Exercise material: Begin

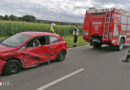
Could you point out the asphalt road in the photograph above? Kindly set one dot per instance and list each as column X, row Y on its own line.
column 83, row 69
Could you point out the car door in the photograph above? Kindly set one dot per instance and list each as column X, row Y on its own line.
column 54, row 45
column 34, row 53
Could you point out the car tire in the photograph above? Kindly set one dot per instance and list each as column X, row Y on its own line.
column 120, row 46
column 97, row 45
column 61, row 56
column 12, row 67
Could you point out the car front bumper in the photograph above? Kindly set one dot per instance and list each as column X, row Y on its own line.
column 2, row 63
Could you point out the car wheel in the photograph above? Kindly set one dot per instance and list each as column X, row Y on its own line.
column 12, row 67
column 61, row 56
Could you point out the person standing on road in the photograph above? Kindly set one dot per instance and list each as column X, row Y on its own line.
column 52, row 28
column 75, row 34
column 127, row 57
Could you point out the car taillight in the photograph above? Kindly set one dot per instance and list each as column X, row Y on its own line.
column 85, row 33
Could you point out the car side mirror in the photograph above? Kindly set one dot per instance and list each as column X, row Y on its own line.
column 22, row 48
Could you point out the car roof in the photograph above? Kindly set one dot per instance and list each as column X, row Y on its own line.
column 34, row 34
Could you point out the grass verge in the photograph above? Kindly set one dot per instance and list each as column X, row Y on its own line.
column 68, row 39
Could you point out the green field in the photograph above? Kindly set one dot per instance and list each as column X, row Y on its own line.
column 8, row 28
column 69, row 40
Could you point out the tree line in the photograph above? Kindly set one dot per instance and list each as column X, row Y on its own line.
column 31, row 18
column 28, row 18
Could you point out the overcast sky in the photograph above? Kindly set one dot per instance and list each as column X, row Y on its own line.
column 57, row 10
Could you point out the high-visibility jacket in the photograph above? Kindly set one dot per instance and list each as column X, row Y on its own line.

Exercise material: End

# Problem details
Pictures in the records above should not be copied. Repeat everything else exactly.

# Your solution
Could you point out the asphalt road in the photograph above? Kindly set one dot per instance and list each as column X, row Y on its own line.
column 83, row 69
Could you point out the car door in the photograph above? Kindly set one dot per instance and list each as column X, row Y on its own line.
column 54, row 45
column 34, row 53
Could you point out the car tire in the photograph above? Kindly set one dot per instance and list each as column X, row Y on its own line.
column 120, row 46
column 97, row 45
column 61, row 56
column 12, row 67
Could you point out the car front bumper in the photograph above? Kindly set one dot per instance and list each as column X, row Y on its own line.
column 2, row 63
Could you point out the car wheel in the photograph above? Kindly set one dot per instance and list each as column X, row Y on its own line.
column 12, row 67
column 61, row 56
Could you point out the person standing on road in the photograph above? Kindly set one dot per instance and list each as column X, row Y on its own line.
column 52, row 28
column 75, row 34
column 127, row 57
Could you point out the car taillight in the photograph above? Kindly set one dot per instance and list each as column X, row Y on its own line.
column 85, row 33
Could you point out the car side mirror in the photograph above? Kindly set one dot per instance and list each as column X, row Y on its own line.
column 22, row 48
Could you point out the car roof in the photograph above? Kindly set one dot per instance and list each as column X, row Y on its own line.
column 34, row 34
Could you point out the grass verge in the photograph above? Kindly set one dot per instance and list each as column X, row Y on its own line.
column 68, row 39
Could you point out the green field in the photograph above? Kindly set one dot per instance and list each as column X, row Y on its own line.
column 8, row 28
column 69, row 40
Could you point out the tree line in the photograph above? Kindly set one dot per instance and list each as column X, row Y on its own line.
column 31, row 18
column 28, row 18
Could you point out the overcast sky in the photograph above? Kindly set one dot per instance and list each as column X, row Y on its own line.
column 57, row 10
Could you point out the high-visibility jacket in the photograph above? Kindly set one dot per instance and list each as column X, row Y on its own line.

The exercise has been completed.